**What is required:** Filter the listing below down to the lines with the word "response" and copy those.
§
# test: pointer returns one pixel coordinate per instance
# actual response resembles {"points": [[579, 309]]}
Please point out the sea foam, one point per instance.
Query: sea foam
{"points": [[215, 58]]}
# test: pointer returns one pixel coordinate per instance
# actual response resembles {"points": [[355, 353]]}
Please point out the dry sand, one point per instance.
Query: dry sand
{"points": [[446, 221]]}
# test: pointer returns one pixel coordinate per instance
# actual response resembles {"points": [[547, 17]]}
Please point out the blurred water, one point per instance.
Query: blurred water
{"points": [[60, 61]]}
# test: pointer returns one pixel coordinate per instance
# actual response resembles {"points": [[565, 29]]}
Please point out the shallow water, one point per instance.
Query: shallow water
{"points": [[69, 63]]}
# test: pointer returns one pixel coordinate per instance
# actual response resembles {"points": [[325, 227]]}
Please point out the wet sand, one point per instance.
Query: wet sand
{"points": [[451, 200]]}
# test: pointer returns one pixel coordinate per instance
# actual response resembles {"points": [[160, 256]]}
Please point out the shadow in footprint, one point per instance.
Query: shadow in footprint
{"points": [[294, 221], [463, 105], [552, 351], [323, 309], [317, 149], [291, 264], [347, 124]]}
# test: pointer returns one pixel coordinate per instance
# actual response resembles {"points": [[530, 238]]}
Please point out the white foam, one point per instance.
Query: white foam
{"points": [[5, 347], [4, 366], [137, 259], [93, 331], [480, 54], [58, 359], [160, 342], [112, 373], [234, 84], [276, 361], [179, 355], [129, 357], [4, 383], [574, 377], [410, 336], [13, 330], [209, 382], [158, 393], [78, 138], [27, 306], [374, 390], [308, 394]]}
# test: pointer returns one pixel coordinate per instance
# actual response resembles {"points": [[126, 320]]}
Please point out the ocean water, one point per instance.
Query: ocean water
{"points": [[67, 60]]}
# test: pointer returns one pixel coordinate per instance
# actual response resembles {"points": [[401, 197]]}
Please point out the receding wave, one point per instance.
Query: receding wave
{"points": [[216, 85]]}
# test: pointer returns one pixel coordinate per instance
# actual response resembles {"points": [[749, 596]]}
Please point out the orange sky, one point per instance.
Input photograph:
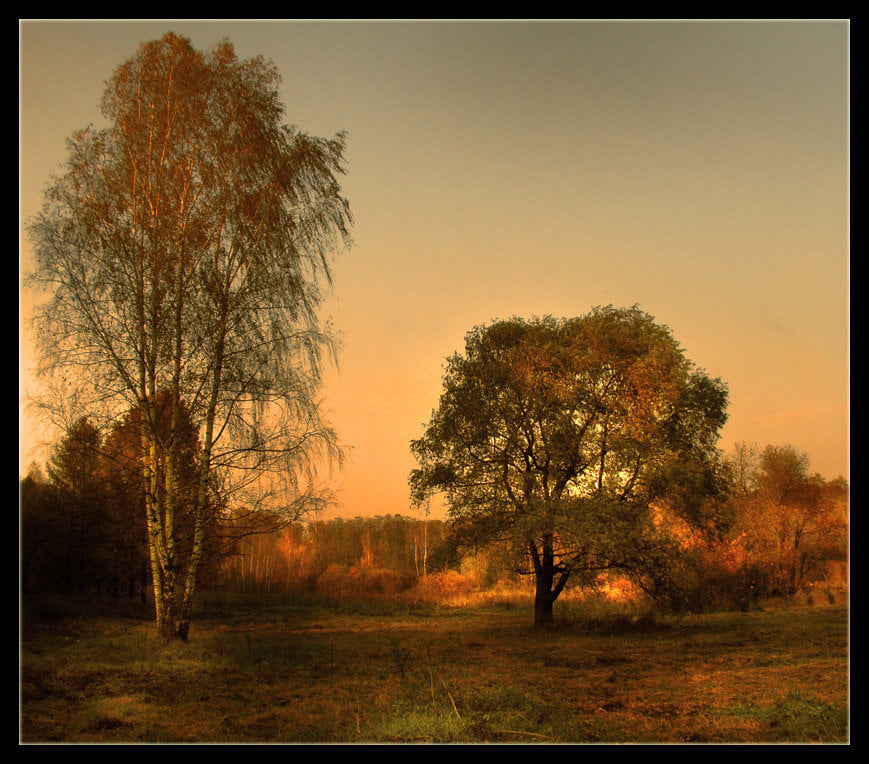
§
**Task output:**
# actual response resembles {"points": [[579, 309]]}
# actual response resembles {"points": [[355, 353]]}
# actual response resembles {"points": [[547, 17]]}
# actual response resembles {"points": [[565, 29]]}
# actual response resembles {"points": [[325, 227]]}
# actual response resembles {"points": [[160, 256]]}
# actual response resembles {"points": [[530, 238]]}
# actual response resembles {"points": [[126, 320]]}
# actual response resembles {"points": [[401, 197]]}
# actual response resembles {"points": [[749, 596]]}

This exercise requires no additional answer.